-- START OF Selected extract --
AI Slop Detection
AI slop is identified by patterns of usage rather than individual words. While a single "delve" might be acceptable, its proximity to markers like "tapestry" or "embark" signals generated text. We analyze the density of these markers per 100 words, their clustering, and whether the overall tone fits the document type.
Execution Workflow
Start by identifying target files and classifying them as technical docs, narrative prose, or code comments. This allows for context-aware scoring during analysis.
Language Detection
-
Auto-detect language from text content using function word frequency
-
Override with explicit --lang parameter (en, de, fr, es)
-
Load language-specific patterns from data/languages/{lang}.yaml
-
Fall back to English if detection confidence is low
-
See modules/language-support.md for details on cultural calibration
Vocabulary and Phrase Detection
Load: @modules/vocabulary-patterns.md
We categorize markers into three tiers based on confidence. Tier 1 words appear dramatically more often in AI text and include "delve," "multifaceted," and "leverage." Tier 2 covers context-dependent transitions like "moreover" or "subsequently," while Tier 3 identifies vapid phrases such as "In today's fast-paced world" or "cannot be overstated."
Word Context Human Alternative
delve "delve into" explore, examine, look at
tapestry "rich tapestry" mix, combination, variety
realm "in the realm of" in, within, regarding
embark "embark on a journey" start, begin
beacon "a beacon of" example, model
spearheaded formal attribution led, started
multifaceted describing complexity complex, varied
comprehensive describing scope thorough, complete
pivotal importance marker key, important
nuanced sophistication signal subtle, detailed
meticulous/meticulously care marker careful, detailed
intricate complexity marker detailed, complex
showcasing display verb showing, displaying
leveraging business jargon using
streamline optimization verb simplify, improve
Tier 2: Medium-Confidence Markers (Score: 2 each)
-- END OF Selected extract --
-- START OF Material supplied --
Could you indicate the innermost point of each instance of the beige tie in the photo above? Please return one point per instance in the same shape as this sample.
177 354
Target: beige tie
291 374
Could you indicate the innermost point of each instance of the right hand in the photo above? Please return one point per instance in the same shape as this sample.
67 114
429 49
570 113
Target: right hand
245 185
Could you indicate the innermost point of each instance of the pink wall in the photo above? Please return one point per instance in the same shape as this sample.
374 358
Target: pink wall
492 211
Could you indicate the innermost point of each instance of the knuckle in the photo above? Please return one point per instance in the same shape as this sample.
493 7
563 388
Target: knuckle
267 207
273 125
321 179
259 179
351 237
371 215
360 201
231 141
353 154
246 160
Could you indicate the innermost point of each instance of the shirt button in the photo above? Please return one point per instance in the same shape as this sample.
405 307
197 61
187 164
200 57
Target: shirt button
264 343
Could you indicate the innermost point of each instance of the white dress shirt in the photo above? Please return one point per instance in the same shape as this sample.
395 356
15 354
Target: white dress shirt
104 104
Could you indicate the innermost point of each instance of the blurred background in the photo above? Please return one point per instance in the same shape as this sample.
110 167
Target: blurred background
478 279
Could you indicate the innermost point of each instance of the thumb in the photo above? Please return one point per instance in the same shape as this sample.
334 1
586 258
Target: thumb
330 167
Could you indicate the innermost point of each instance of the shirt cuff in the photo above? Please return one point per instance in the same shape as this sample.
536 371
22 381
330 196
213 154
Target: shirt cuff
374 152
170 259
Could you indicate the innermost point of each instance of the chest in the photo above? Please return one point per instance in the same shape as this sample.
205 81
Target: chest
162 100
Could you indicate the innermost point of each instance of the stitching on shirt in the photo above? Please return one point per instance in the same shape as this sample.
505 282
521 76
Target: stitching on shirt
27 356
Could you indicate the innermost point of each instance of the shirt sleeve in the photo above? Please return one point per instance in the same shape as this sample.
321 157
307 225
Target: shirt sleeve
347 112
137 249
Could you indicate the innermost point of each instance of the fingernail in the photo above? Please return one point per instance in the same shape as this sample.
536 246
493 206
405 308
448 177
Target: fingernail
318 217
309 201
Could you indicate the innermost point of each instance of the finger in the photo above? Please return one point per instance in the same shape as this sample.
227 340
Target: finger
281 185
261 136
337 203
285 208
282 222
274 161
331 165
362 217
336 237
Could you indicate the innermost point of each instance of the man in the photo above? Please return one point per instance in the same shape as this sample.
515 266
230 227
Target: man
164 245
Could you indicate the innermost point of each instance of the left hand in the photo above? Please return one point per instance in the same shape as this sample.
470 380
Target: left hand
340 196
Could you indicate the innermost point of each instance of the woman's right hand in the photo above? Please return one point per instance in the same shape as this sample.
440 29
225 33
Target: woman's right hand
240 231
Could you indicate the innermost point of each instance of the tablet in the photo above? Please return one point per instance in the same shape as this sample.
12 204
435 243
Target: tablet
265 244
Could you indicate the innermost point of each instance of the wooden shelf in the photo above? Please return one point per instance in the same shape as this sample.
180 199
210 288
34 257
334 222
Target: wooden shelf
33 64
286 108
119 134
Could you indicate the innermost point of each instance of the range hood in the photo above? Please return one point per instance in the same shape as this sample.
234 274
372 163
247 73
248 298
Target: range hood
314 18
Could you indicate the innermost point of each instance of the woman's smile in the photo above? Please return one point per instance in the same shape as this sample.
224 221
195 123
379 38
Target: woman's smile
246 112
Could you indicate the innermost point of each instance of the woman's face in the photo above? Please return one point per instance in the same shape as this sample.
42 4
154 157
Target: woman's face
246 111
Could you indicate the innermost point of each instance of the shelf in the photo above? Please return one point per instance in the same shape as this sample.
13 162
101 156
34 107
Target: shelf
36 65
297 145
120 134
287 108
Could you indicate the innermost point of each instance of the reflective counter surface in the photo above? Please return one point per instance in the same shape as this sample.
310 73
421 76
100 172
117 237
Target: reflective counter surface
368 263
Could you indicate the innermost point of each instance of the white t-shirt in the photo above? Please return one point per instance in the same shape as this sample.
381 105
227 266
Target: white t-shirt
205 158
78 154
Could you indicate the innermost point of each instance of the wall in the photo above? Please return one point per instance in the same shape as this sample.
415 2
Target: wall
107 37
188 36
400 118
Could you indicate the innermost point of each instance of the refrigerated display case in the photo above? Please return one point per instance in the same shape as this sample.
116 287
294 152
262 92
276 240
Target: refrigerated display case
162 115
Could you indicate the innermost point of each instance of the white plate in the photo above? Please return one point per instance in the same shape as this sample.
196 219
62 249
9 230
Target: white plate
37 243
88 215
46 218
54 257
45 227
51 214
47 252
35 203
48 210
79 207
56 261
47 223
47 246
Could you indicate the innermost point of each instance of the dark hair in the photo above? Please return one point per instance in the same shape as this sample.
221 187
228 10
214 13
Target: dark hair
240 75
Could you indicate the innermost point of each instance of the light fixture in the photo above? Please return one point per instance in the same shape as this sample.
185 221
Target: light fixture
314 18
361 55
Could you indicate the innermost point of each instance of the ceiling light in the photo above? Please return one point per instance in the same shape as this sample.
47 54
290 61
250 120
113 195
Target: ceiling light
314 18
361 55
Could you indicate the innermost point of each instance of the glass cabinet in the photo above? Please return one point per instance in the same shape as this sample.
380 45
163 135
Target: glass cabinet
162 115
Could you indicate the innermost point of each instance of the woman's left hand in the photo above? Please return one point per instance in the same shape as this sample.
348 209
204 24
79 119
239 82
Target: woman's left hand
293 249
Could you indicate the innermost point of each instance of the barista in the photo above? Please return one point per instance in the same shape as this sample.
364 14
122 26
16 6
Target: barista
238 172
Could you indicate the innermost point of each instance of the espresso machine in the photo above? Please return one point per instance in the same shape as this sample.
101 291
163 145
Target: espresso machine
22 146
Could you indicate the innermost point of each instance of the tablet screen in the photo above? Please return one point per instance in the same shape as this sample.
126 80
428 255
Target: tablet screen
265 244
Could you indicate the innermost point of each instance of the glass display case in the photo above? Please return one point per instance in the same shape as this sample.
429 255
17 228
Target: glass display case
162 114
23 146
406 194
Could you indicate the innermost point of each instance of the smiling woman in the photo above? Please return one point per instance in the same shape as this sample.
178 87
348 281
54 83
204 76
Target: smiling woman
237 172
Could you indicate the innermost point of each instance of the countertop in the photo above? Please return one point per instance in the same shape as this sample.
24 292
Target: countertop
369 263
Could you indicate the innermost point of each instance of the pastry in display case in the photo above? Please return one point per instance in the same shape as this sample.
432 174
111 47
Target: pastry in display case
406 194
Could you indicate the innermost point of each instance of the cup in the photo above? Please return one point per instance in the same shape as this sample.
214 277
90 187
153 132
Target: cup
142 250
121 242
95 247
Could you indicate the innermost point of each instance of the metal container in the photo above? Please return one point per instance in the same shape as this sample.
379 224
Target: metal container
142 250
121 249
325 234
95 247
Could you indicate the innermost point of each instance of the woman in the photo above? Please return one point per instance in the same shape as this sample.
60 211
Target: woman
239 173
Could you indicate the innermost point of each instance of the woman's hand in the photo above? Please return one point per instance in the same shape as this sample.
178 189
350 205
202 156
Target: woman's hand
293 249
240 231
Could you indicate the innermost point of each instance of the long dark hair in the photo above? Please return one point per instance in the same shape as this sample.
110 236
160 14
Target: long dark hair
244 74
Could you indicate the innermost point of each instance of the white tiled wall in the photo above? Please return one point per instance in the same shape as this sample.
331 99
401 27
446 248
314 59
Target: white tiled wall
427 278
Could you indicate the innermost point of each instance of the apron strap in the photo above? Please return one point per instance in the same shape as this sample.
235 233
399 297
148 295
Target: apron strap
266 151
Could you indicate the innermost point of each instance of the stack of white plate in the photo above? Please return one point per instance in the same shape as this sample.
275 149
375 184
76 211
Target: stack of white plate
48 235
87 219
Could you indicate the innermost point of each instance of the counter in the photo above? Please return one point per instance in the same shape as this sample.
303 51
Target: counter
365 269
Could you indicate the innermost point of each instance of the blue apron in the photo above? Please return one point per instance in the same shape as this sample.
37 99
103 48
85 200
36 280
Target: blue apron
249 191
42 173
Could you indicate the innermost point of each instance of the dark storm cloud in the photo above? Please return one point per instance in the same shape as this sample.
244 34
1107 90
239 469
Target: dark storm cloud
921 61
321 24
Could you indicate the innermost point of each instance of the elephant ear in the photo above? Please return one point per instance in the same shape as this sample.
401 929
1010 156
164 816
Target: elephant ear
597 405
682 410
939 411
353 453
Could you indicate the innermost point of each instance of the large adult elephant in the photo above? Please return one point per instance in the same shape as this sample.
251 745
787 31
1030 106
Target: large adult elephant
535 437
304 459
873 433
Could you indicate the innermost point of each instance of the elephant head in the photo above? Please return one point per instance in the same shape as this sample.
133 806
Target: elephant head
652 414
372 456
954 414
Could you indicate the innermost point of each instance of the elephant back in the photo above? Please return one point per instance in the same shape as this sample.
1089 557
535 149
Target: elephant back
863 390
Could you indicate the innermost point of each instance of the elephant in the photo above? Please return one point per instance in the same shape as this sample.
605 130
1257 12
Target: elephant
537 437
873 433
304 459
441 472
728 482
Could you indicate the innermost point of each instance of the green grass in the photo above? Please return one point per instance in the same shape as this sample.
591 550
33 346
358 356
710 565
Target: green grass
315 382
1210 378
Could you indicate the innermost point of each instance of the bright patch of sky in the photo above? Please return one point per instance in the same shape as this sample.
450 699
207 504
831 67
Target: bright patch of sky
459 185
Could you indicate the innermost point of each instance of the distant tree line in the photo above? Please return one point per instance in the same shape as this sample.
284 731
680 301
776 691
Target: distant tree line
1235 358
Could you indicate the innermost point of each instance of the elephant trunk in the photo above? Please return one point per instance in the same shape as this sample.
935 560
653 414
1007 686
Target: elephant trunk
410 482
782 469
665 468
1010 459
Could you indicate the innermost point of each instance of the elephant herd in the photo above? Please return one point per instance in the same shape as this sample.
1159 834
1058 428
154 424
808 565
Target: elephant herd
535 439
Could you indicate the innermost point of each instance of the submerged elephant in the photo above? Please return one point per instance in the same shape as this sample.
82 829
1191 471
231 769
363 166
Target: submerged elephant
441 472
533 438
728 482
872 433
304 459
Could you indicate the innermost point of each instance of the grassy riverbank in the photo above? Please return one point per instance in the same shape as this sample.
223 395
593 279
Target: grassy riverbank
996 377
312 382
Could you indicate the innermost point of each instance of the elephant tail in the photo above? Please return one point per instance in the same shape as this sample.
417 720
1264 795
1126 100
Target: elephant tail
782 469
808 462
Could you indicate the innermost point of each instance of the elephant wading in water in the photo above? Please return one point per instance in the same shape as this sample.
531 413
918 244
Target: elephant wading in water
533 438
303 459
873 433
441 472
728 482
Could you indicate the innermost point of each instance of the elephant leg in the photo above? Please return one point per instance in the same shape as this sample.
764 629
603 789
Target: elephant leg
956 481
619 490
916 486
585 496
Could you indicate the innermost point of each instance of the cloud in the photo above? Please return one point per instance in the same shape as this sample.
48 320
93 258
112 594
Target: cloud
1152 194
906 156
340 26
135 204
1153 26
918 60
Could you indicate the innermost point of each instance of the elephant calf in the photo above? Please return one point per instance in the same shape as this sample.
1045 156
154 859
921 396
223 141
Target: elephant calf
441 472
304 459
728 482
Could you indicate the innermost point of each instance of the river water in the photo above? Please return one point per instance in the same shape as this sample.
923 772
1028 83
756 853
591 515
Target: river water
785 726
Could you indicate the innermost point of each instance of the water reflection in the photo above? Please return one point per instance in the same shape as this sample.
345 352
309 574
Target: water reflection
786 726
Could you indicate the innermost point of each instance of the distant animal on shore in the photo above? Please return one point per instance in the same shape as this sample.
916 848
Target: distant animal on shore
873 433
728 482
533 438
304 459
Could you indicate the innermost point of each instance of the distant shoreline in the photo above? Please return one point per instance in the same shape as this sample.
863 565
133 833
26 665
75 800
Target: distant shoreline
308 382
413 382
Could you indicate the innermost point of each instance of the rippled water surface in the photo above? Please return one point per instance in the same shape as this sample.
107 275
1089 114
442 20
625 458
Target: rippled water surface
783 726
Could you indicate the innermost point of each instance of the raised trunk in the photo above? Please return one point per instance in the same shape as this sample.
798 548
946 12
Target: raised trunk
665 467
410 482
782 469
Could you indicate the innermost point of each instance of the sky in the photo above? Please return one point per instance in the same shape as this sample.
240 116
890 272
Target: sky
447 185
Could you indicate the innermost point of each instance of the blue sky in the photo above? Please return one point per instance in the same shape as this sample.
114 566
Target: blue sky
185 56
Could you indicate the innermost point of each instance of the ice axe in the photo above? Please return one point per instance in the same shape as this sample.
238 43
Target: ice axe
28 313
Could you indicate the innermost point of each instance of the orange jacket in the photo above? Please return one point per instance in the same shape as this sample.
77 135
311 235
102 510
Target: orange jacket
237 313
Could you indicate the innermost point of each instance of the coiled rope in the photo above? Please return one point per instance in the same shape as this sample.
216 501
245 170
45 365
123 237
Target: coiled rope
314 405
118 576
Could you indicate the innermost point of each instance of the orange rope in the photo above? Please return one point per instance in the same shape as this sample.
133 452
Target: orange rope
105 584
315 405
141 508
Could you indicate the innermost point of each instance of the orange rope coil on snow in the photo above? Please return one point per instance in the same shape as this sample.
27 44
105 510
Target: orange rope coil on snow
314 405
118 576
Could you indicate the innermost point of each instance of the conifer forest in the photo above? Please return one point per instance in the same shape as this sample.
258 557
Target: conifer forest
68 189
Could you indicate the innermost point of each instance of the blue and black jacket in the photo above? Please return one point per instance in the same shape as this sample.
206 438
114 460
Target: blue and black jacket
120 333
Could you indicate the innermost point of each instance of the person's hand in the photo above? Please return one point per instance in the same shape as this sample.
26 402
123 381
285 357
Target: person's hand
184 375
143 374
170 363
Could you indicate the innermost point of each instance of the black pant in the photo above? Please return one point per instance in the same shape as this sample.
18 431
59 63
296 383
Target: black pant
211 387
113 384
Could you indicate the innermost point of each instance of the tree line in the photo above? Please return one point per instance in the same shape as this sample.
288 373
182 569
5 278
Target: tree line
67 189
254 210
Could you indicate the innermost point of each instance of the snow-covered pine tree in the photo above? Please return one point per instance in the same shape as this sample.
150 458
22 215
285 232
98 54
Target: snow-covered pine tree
-- END OF Material supplied --
§ **Required work**:
[A] List the language codes that the AI slop detection text accepts for the --lang parameter.
[B] Reproduce the passage of the AI slop detection text from "Execution Workflow" up to and including "de, fr, es)".

§ **Written responses**:
[A] en, de, fr, es

[B]
Execution Workflow
Start by identifying target files and classifying them as technical docs, narrative prose, or code comments. This allows for context-aware scoring during analysis.
Language Detection
-
Auto-detect language from text content using function word frequency
-
Override with explicit --lang parameter (en, de, fr, es)